===== Data =====

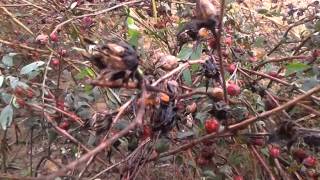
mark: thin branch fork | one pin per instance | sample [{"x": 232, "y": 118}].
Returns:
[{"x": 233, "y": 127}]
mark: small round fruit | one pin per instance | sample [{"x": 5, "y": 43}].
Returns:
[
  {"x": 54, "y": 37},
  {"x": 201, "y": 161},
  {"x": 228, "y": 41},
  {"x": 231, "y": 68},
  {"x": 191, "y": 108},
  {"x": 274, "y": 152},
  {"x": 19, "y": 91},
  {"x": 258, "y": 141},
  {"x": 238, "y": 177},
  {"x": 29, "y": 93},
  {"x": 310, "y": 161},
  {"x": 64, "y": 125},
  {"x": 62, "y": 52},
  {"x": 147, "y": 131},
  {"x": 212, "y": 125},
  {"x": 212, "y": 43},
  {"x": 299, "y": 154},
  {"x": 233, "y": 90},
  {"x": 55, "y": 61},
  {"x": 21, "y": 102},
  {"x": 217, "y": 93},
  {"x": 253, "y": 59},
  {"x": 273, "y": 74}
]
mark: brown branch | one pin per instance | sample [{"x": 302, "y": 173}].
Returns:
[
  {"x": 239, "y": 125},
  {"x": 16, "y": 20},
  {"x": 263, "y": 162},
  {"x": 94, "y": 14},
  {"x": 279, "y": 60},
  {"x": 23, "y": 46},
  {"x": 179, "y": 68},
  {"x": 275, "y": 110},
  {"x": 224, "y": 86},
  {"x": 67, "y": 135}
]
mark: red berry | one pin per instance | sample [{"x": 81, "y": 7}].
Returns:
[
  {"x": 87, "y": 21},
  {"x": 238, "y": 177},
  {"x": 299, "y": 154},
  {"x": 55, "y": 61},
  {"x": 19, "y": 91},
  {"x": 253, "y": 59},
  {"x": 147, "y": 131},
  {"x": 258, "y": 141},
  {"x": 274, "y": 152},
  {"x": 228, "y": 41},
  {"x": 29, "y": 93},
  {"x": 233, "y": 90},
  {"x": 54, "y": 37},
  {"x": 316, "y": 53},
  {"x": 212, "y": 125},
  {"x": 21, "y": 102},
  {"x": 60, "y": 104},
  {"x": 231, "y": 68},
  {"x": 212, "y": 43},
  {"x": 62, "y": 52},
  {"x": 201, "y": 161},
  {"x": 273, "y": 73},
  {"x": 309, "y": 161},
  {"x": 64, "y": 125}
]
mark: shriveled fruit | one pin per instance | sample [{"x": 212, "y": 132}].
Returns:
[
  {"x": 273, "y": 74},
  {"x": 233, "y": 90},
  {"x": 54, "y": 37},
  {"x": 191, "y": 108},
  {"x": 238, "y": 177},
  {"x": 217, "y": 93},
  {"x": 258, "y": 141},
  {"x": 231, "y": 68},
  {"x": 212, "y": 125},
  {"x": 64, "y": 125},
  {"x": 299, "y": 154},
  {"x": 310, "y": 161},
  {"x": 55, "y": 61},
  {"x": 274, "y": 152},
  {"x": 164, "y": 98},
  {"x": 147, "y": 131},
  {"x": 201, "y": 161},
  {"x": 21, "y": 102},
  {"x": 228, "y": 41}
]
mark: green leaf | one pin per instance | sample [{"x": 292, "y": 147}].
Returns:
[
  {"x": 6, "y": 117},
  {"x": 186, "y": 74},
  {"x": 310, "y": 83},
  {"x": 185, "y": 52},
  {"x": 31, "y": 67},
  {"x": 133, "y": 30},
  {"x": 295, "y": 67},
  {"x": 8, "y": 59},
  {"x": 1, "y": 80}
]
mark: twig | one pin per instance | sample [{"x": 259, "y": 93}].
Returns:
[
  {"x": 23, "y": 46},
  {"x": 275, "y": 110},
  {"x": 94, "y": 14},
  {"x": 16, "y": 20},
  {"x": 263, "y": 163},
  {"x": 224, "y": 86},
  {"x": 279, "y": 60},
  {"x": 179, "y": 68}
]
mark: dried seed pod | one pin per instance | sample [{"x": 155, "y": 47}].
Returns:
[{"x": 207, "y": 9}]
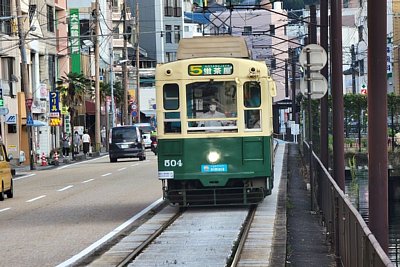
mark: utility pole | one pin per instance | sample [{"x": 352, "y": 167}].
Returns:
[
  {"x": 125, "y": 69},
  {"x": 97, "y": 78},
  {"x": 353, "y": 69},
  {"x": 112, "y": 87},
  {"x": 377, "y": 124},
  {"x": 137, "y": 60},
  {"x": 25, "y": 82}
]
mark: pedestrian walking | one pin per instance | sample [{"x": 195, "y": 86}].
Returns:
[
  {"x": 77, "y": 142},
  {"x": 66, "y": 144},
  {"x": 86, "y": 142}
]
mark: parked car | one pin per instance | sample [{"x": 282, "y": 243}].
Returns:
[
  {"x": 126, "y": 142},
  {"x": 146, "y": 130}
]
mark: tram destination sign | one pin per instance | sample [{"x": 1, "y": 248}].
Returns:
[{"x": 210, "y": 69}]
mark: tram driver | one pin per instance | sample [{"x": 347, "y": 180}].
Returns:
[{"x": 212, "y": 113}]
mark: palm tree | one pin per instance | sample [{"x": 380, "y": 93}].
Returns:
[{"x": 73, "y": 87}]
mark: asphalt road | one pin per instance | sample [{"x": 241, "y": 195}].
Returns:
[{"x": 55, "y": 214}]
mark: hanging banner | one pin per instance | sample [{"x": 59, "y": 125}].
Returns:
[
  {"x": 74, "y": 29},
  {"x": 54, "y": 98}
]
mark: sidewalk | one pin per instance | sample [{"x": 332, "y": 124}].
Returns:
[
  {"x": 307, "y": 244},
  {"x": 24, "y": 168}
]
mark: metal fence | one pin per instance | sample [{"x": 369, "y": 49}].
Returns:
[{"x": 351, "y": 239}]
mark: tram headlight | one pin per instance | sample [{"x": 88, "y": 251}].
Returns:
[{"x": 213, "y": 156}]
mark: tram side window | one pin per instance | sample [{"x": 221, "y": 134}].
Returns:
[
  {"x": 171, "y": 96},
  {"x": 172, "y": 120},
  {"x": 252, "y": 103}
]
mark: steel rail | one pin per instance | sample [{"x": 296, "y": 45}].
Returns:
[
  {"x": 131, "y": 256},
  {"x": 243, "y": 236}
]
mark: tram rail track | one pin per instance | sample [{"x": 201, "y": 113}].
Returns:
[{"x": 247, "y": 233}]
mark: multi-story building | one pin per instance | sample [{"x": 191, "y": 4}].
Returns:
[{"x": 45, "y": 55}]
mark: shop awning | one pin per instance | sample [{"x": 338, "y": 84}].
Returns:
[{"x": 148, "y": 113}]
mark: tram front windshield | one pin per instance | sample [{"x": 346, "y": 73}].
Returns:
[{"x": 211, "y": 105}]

=====

_What to produce_:
Determine how many lines above contain "rail" and respond with that number only.

_Your solution_:
2